** Task directions **
Write out, word for word, only the lines from the one containing "# point at: drooping leaf (one per instance)" through the final line of the data.

** Exercise materials **

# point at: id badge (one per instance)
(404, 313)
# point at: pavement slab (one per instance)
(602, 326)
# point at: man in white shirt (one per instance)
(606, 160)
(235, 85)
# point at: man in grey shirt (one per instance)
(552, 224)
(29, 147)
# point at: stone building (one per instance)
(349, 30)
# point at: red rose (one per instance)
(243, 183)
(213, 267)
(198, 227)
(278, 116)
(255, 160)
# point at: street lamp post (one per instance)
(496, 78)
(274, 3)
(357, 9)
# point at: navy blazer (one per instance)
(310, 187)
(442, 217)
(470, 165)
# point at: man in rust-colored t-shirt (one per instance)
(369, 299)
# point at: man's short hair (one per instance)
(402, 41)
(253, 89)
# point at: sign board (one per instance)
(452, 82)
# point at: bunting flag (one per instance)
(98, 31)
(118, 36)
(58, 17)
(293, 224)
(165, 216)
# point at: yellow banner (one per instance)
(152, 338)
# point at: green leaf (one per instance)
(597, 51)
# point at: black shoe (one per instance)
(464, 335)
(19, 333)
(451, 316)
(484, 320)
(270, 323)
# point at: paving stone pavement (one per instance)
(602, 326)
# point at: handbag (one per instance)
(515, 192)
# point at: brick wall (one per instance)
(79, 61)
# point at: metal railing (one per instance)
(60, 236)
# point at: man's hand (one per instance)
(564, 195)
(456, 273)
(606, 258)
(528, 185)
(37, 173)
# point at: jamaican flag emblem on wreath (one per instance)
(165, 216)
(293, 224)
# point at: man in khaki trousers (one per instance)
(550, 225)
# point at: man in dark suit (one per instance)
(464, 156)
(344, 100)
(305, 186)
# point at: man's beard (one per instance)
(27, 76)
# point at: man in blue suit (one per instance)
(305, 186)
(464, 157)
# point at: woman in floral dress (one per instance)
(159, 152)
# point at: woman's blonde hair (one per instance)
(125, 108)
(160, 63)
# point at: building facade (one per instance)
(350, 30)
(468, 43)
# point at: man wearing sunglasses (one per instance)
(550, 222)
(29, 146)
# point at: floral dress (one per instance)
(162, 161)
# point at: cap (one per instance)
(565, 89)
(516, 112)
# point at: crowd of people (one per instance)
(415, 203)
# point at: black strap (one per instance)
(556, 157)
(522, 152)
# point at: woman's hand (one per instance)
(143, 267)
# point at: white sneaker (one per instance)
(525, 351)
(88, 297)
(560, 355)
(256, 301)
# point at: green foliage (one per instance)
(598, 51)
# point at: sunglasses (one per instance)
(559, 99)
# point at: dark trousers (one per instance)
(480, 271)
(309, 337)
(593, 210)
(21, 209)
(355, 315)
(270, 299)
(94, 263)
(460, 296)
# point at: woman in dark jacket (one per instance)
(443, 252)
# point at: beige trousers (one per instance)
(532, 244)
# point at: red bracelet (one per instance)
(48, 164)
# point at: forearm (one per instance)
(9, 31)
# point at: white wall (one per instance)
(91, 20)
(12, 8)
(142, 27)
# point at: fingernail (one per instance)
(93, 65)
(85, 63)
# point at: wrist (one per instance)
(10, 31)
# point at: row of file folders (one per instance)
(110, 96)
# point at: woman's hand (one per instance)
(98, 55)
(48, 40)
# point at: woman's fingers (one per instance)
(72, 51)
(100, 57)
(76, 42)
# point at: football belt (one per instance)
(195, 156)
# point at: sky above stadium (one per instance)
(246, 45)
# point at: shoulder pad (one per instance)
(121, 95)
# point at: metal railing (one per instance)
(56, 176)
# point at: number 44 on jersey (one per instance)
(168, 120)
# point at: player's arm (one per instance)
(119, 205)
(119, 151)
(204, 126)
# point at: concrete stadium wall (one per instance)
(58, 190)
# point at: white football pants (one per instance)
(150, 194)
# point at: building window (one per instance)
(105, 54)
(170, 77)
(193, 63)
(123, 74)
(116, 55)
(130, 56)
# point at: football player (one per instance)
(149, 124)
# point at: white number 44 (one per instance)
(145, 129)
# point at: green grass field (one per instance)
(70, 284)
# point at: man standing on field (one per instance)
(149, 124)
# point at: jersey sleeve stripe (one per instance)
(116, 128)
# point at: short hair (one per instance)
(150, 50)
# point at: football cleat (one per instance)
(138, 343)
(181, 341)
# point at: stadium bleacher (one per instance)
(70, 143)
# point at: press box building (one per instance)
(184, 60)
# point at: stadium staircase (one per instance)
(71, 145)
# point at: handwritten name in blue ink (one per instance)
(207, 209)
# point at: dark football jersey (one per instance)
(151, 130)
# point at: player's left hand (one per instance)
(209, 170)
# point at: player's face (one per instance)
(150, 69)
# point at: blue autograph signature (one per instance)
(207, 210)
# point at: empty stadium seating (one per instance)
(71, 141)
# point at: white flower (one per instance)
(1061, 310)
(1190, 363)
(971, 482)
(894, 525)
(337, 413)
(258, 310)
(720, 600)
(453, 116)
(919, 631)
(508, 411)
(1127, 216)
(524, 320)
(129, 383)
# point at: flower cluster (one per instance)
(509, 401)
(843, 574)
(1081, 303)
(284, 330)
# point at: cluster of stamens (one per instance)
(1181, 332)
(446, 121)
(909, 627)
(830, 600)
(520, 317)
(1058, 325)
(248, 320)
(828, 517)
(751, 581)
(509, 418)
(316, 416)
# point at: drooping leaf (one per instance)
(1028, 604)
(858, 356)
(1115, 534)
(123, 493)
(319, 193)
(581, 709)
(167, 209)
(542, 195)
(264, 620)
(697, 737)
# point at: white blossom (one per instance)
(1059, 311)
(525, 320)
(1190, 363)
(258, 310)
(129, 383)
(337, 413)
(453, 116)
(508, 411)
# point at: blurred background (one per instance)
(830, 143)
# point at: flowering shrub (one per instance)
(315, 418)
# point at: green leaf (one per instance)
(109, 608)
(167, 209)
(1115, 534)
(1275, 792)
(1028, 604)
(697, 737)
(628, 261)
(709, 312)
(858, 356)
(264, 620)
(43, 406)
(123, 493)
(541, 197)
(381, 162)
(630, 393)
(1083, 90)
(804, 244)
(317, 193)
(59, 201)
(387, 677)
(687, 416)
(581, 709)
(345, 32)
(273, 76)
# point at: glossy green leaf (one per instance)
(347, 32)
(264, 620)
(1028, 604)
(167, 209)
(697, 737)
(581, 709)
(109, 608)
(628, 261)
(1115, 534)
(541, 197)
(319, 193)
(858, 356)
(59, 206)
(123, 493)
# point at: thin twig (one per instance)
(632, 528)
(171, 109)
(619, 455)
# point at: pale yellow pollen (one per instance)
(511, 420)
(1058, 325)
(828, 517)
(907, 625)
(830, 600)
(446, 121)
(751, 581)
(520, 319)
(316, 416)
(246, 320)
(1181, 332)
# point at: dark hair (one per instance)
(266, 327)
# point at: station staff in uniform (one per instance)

** Exercise output **
# point at: drooping leaf (one per instance)
(1028, 604)
(858, 356)
(1115, 534)
(123, 493)
(319, 193)
(581, 709)
(167, 209)
(542, 195)
(264, 620)
(697, 737)
# point at: white blossom (one per instance)
(1059, 311)
(525, 320)
(1190, 363)
(258, 310)
(129, 383)
(337, 413)
(453, 116)
(508, 411)
# point at: blurred background (one per instance)
(830, 143)
# point at: flowering shrub (one per instance)
(315, 418)
# point at: green leaf (one per instance)
(109, 608)
(167, 209)
(1115, 534)
(1275, 792)
(1028, 604)
(697, 737)
(628, 261)
(709, 312)
(858, 356)
(264, 620)
(43, 406)
(123, 493)
(541, 197)
(381, 162)
(630, 393)
(1083, 90)
(804, 244)
(317, 193)
(59, 201)
(387, 677)
(687, 416)
(581, 709)
(345, 32)
(273, 76)
# point at: glossy green leaf (one per instance)
(347, 32)
(264, 620)
(1028, 604)
(167, 209)
(697, 737)
(581, 709)
(109, 608)
(628, 261)
(1115, 534)
(541, 197)
(319, 193)
(858, 356)
(59, 206)
(123, 493)
# point at: thin twig (one per instance)
(632, 528)
(171, 109)
(619, 455)
# point at: pale yellow pollen (one per instance)
(511, 420)
(1058, 325)
(828, 517)
(907, 625)
(830, 600)
(446, 121)
(751, 581)
(520, 319)
(316, 416)
(246, 320)
(1181, 332)
# point at: dark hair (one per instance)
(266, 327)
# point at: station staff in uniform (one per instance)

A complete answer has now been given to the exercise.